TASK DETAILS:
Render every line of the records below as a JSON list of strings, one string per line, leaving out blank lines.

DATASET EXTRACT:

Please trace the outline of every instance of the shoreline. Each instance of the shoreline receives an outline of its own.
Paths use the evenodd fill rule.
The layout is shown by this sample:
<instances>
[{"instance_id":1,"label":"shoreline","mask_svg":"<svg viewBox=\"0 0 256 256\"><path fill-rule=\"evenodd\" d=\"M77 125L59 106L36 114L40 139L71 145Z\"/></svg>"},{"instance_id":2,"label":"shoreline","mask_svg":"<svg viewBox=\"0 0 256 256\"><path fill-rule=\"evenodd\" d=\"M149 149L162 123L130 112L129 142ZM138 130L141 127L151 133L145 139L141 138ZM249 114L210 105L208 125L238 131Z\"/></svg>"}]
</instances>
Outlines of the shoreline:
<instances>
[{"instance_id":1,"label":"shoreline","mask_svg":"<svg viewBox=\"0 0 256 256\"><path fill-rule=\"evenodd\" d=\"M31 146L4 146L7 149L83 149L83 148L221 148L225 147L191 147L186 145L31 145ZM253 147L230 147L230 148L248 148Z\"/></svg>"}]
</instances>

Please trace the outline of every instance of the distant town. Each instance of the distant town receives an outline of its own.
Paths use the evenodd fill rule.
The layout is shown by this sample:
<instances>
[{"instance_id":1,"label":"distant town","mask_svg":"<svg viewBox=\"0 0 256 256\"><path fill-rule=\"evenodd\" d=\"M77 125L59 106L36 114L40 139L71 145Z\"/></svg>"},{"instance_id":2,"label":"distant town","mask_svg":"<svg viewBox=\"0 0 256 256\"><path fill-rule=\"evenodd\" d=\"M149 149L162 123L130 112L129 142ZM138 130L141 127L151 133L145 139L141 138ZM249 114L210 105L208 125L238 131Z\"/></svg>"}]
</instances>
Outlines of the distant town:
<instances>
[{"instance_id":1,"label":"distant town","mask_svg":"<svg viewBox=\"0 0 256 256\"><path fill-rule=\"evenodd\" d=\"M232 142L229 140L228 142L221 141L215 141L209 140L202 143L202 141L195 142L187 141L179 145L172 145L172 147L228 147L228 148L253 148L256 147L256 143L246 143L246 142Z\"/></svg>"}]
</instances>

WRITTEN REPLY:
[
  "Please trace the outline of every instance of the shoreline. Each instance of the shoreline receives an outline of its own.",
  "Paths use the evenodd fill rule.",
  "The layout is shown by this sample:",
  "<instances>",
  "[{\"instance_id\":1,\"label\":\"shoreline\",\"mask_svg\":\"<svg viewBox=\\\"0 0 256 256\\\"><path fill-rule=\\\"evenodd\\\" d=\\\"M77 125L59 106L36 114L40 139L71 145Z\\\"/></svg>\"},{\"instance_id\":2,\"label\":\"shoreline\",\"mask_svg\":\"<svg viewBox=\\\"0 0 256 256\\\"><path fill-rule=\\\"evenodd\\\" d=\\\"M149 149L162 123L130 112L129 142ZM138 130L141 127L151 133L145 139L141 138ZM249 114L210 105L208 125L238 131Z\\\"/></svg>\"}]",
  "</instances>",
  "Outlines of the shoreline:",
  "<instances>",
  "[{\"instance_id\":1,\"label\":\"shoreline\",\"mask_svg\":\"<svg viewBox=\\\"0 0 256 256\\\"><path fill-rule=\\\"evenodd\\\" d=\\\"M31 146L4 146L7 149L83 149L83 148L221 148L225 147L191 147L186 145L31 145ZM253 147L230 147L230 148L248 148Z\\\"/></svg>\"}]",
  "</instances>",
  "Please trace the outline of every instance of the distant town. Each instance of the distant town receives an outline of its own.",
  "Paths use the evenodd fill rule.",
  "The layout is shown by this sample:",
  "<instances>",
  "[{\"instance_id\":1,\"label\":\"distant town\",\"mask_svg\":\"<svg viewBox=\\\"0 0 256 256\\\"><path fill-rule=\\\"evenodd\\\" d=\\\"M77 125L59 106L36 114L40 139L71 145Z\\\"/></svg>\"},{\"instance_id\":2,\"label\":\"distant town\",\"mask_svg\":\"<svg viewBox=\\\"0 0 256 256\\\"><path fill-rule=\\\"evenodd\\\" d=\\\"M149 149L162 123L130 112L129 142ZM138 130L141 127L151 133L145 139L141 138ZM249 114L210 105L208 125L238 131Z\\\"/></svg>\"}]",
  "</instances>",
  "Outlines of the distant town:",
  "<instances>",
  "[{\"instance_id\":1,\"label\":\"distant town\",\"mask_svg\":\"<svg viewBox=\\\"0 0 256 256\\\"><path fill-rule=\\\"evenodd\\\" d=\\\"M232 142L229 140L228 142L221 141L215 141L209 140L202 143L202 141L195 142L187 141L179 145L172 145L172 147L228 147L228 148L253 148L256 147L256 143L246 143L246 142Z\\\"/></svg>\"}]",
  "</instances>"
]